Information provided:
---+---
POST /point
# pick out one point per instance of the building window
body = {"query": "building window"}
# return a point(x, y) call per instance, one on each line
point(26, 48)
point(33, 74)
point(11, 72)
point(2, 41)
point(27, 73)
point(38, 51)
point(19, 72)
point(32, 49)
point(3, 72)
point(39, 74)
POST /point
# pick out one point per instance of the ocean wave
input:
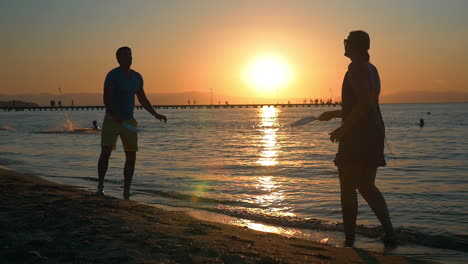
---+---
Count how many of the lines above contain the string "instance", and reply with only that number.

3